Identificamos em todo o romance várias marcas de surto psicótico envolvendo Aldo Bruno. Todas as vezes, em que é submetido a um interrogatório, ainda que informalmente, sobre os crimes de que está sendo suspeito, ele é acometido de crises de amnésia:

Não era a primeira vez que Aldo entrava numa espécie de pânico silencioso acompanhado de fuga ao confrontar uma situação ameaçadora. "[...] o episódio do assassinato funcionara como um disparador de um estado de pânico cuja causa real devia ser outra que ele próprio desconhecia ou estava ocultando" ( p.110).
[...] Eu não consigo dizer nada sobre um acontecimento tão pouco usual como sair no meio de um temporal para pegar o carro numa rua sem saída em plena madrugada (p.53).
[...] Não se lembrava de nada do que acontecera depois. Lembrava-se do dia seguinte, mas não se lembrava da noite depois de ter descoberto o corpo. Mas, sobretudo, e isso é que o perturbava, não se lembrava de nada anterior à descoberta do corpo. Não se lembrava sequer de abrir a porta do consultório ( p.149).


     
Ousamos inferir que essa amnésia do arquiteto seja um recurso originado pelo inconsciente (um sintoma), como uma fuga, uma maneira de evitar o desprazer, aquilo de que ele não quer lembrar-se. Observemos o que diz Freud a respeito desses esquecimentos:

Esta necessidade de evitar o desprazer é percebida mais claramente no que se refere ao esquecimento de impressões e experiências" - Fato que já fora observado por muitos escritores antes que a psicanálise existisse. "A memória revela sua parcialidade mostrando-se pronta a impedir a reprodução de impressões comprometidas com uma emoção angustiante, se bem que este propósito não possa ser alcançado em todos os casos. (FREUD,1996, p.171)

     
Além dos surtos psicóticos que acometem a personagem Aldo Bruno, o romance também aborda outro assunto de interesse da psicanálise, as perversões sexuais que envolvem o assassinato da psicanalista Camila Bruno. Tal homicídio tem como suspeito em potencial o marido da vítima que, dentro da estrutura perversa, teria assassinado a mulher, utilizando-se da substância química flunitrazepam, comercializada sob o nome de Rohypnol, mais conhecida popularmente como “Boa noite cinderela” e, depois, esconde quaisquer vestígios do crime, inclusive desnuda a mulher, para não fornecer pistas à polícia. Esse mesmo comportamento da personagem está presente no caso do sem-teto, quando Aldo se desfaz da arma utilizada. Vejamos esta passagem:

Duas coisas ocupavam especialmente o foco da atenção de Espinosa. A primeira era a convicção de que as duas mortes estavam relacionadas; a segunda era por que razão Camila Bruna fora encontrada inteiramente nua no seu consultório... [...] Seria um tipo de exibicionismo post-mortem? Não há limite para a perversão sexual, pensou Espinosa (p.152).
──────────
Exercícios propostos:
a - Responda às perguntas sobre a análise do romance:
(i) O que acontece com Aldo Bruno sempre que ele é interrogado sobre os crimes de que é suspeito?
(ii) Por qual nome o flunitrazepam é mais conhecido popularmente?
(iii) Em que lugar Camila Bruna foi encontrada inteiramente nua?
b - Como fica em inglês a frase "Não há limite para a perversão sexual, pensou Espinosa.", retirada da análise do romance?
c - Dê prosseguimento à análise do romance sobre Aldo Bruno a partir da última frase apresentada.

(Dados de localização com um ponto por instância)
──────────
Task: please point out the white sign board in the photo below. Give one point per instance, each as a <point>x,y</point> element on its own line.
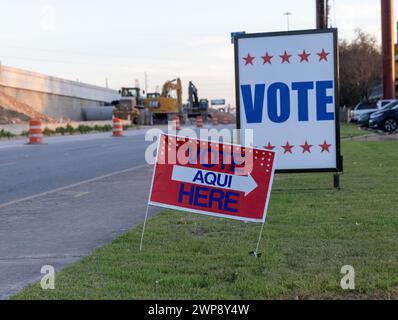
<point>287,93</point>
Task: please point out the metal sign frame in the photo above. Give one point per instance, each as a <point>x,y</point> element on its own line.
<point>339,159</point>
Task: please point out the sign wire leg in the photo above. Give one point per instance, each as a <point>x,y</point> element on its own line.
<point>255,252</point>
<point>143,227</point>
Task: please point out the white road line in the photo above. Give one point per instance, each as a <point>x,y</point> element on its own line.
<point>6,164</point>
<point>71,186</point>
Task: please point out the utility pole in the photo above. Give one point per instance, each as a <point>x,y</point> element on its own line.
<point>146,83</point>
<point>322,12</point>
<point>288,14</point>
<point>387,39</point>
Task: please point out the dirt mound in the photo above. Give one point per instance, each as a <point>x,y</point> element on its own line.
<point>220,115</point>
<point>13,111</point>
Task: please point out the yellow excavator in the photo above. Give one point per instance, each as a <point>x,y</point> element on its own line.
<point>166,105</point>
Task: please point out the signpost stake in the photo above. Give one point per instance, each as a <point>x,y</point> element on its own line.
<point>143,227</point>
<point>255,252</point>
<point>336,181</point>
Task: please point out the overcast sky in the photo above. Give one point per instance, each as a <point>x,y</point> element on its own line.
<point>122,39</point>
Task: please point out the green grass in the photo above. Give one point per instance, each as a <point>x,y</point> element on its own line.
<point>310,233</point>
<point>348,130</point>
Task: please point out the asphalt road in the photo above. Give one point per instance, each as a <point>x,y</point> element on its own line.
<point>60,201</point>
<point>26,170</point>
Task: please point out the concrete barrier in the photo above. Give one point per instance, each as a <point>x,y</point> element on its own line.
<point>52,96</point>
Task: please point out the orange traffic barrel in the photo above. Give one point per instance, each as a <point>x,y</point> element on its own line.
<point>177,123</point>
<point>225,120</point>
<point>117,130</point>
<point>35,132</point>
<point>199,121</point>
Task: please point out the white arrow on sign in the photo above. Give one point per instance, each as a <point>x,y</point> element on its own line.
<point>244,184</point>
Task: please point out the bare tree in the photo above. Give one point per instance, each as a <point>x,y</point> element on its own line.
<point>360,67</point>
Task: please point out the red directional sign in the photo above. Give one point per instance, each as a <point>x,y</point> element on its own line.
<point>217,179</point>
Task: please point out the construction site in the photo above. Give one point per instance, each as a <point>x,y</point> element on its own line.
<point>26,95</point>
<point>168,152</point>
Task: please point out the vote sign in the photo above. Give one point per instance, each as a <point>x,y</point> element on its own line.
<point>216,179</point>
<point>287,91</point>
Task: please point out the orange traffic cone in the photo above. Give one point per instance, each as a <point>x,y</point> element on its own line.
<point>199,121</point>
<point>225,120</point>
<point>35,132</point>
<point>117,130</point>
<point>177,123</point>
──────────
Respostas numeradas:
a -
(i) Ele é acometido de crises de amnésia.
(ii) "Boa noite cinderela".
(iii) No seu consultório.

b - There is no limit to sexual perversion, Espinosa thought.

c -
    
 É importante salientar a relevância da escolha profissional do protagonista para delinear-lhe o perfil. Assim, como um bom arquiteto, Aldo Bruno é um homem meticuloso que projeta todos os seus planos e ações antes, durante e depois de cometer os homicídios.
     A obra de García-Roza, deixa transparecer o retrato da vida na sociedade contemporânea e demonstra que os elementos que caracterizam o gênero policial vêm sendo ultrapassados, assim como  os enredos refletem uma série de questões sociais, políticas, éticas e psicanalíticas. Em Seus romances, há sempre um crime, um detetive, uma investigação, um assassino. Entretanto, o crime jamais é solucionado e o detetive não está preocupado somente em identificar o criminoso, mas também em juntar elementos que possam salientar a personalidade desse assassino. Com esse recurso de subversão ao gênero o autor leva o leitor a refletir sobre o meio social em que vive. Desta forma, García-Roza transcende o gênero policial, que faz parte da cultura popular, e deve ser visto como um escritor de grande qualidade literária.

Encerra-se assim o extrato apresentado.